Gun nuts will appreciate the parade of old west six-shooters, too. In a single scene, we got to see a 7 1/2" Cavalry Colt SAA with a nickel finish and solid ivory grips, a nickel-plated Remington 1875 w/silver grips, and a gleaming S&W Model 3, w/trigger guard removed. And I don't mean we see them in passing - they're prominently featured, and "The Kid" even discusses some of their features.

Even the holsters were great. Well, Sgt. Cantrell's, at least. A pivoting hip holster (which is almost never seen in a western).

Well, like I say, not a "classic" western, but an enjoyable one if you watch it for what it is.
-- 
Michael


----------



## eagle2250 (Mar 24, 2006)

...any of you see the comparatively recently released "Cowboys and Aliens," with Harrison Ford and Daniel Craig? Perhaps not a classic, but arguably entertaining!


----------



## Taken Aback (Aug 3, 2009)

I'm not sure it's arguable.


----------



## Earl of Ormonde (Sep 5, 2008)

Taken Aback said:


> I loved _3:10 to Yuma_.


Not seen that yet but it's been on my "to see" list for a long time.


----------



## Earl of Ormonde (Sep 5, 2008)

12345Michael54321 said:


> 1995's "The Quick and the Dead" isn't a great western, but it has some appeal.
━━━━━━━━━━━━━━━━━━━━
__GIVEN REQUEST A__: Rescale the listing from its start through the line containing "256), (16, 257)]]", including both ends: give those lines again with their requests, and multiply every coordinate in the answers by 2.25, rounding to whole numbers with halves rounded up. Omit the pictures from your reply.
The listing that comes next is unrelated to the forum thread.

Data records
━━━━━━━━━━━━━━━━━━━━
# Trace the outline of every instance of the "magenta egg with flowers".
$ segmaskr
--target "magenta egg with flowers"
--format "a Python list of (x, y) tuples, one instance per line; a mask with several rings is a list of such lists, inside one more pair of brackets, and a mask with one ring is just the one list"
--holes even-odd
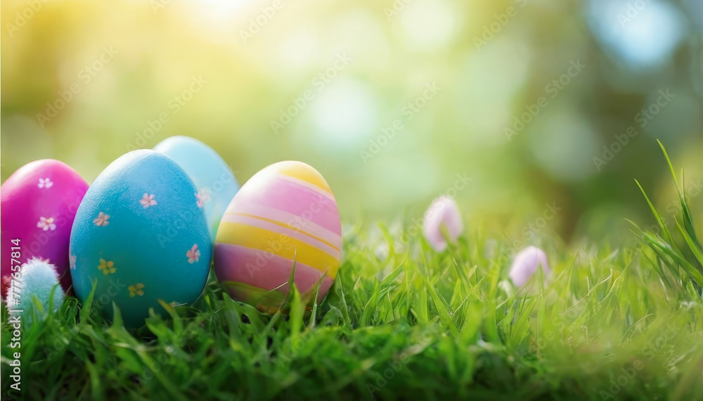
[[(2, 294), (15, 266), (33, 257), (56, 266), (61, 286), (71, 285), (68, 243), (88, 183), (70, 166), (53, 159), (20, 167), (0, 188)], [(15, 257), (16, 256), (16, 257)]]

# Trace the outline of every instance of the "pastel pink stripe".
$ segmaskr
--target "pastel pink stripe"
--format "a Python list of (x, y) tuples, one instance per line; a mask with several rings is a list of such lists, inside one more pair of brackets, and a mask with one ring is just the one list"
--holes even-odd
[[(248, 183), (247, 182), (247, 184)], [(248, 204), (250, 203), (288, 212), (294, 216), (300, 216), (301, 220), (309, 220), (337, 235), (342, 235), (337, 202), (318, 191), (291, 180), (282, 178), (273, 178), (266, 183), (266, 188), (264, 190), (255, 185), (247, 188), (245, 185), (232, 199), (232, 203), (227, 209), (240, 212), (244, 210), (243, 208), (250, 206)], [(260, 213), (250, 214), (276, 220), (273, 216)]]
[(258, 227), (259, 228), (263, 228), (264, 230), (268, 230), (269, 231), (273, 231), (273, 232), (283, 234), (291, 238), (299, 239), (309, 245), (314, 246), (333, 258), (337, 259), (340, 258), (339, 251), (301, 231), (286, 228), (281, 225), (278, 225), (278, 224), (274, 224), (269, 221), (266, 221), (259, 218), (249, 217), (247, 216), (241, 216), (239, 214), (227, 214), (222, 216), (222, 220), (230, 223), (239, 223), (246, 224), (247, 225), (252, 225), (254, 227)]
[[(335, 234), (324, 227), (321, 227), (309, 220), (305, 220), (302, 217), (297, 216), (287, 211), (283, 211), (272, 207), (262, 206), (245, 199), (238, 201), (236, 213), (263, 217), (264, 218), (268, 218), (269, 220), (278, 221), (278, 223), (285, 224), (286, 225), (290, 225), (295, 229), (298, 229), (298, 228), (299, 228), (301, 231), (304, 231), (313, 237), (326, 241), (330, 244), (332, 244), (332, 245), (337, 247), (338, 249), (342, 249), (341, 235)], [(224, 216), (231, 216), (233, 214), (235, 214), (235, 213), (226, 212), (224, 213)]]
[[(288, 292), (288, 280), (293, 268), (290, 259), (231, 244), (216, 244), (214, 257), (215, 274), (220, 282), (238, 282), (265, 290), (278, 289), (283, 294)], [(316, 288), (322, 274), (309, 265), (295, 263), (294, 280), (300, 292)], [(333, 281), (325, 276), (320, 286), (321, 297), (327, 294)]]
━━━━━━━━━━━━━━━━━━━━
__GIVEN REQUEST B__: Retype the forum thread on westerns word for word, starting at "Not seen that" and ending at "has some appeal.".

__FULL OUTPUT A__:
# Trace the outline of every instance of the "magenta egg with flowers".
$ segmaskr
--target "magenta egg with flowers"
--format "a Python list of (x, y) tuples, one instance per line; a mask with several rings is a list of such lists, inside one more pair of brackets, and a mask with one ring is just the one list"
--holes even-odd
[[(5, 662), (34, 599), (74, 578), (126, 599), (137, 644), (160, 641), (153, 547), (198, 412), (158, 374), (119, 358), (45, 376), (0, 423)], [(34, 578), (36, 576), (36, 578)]]

__FULL OUTPUT B__:
Not seen that yet but it's been on my "to see" list for a long time.


----------



## Earl of Ormonde (Sep 5, 2008)

12345Michael54321 said:


> 1995's "The Quick and the Dead" isn't a great western, but it has some appeal.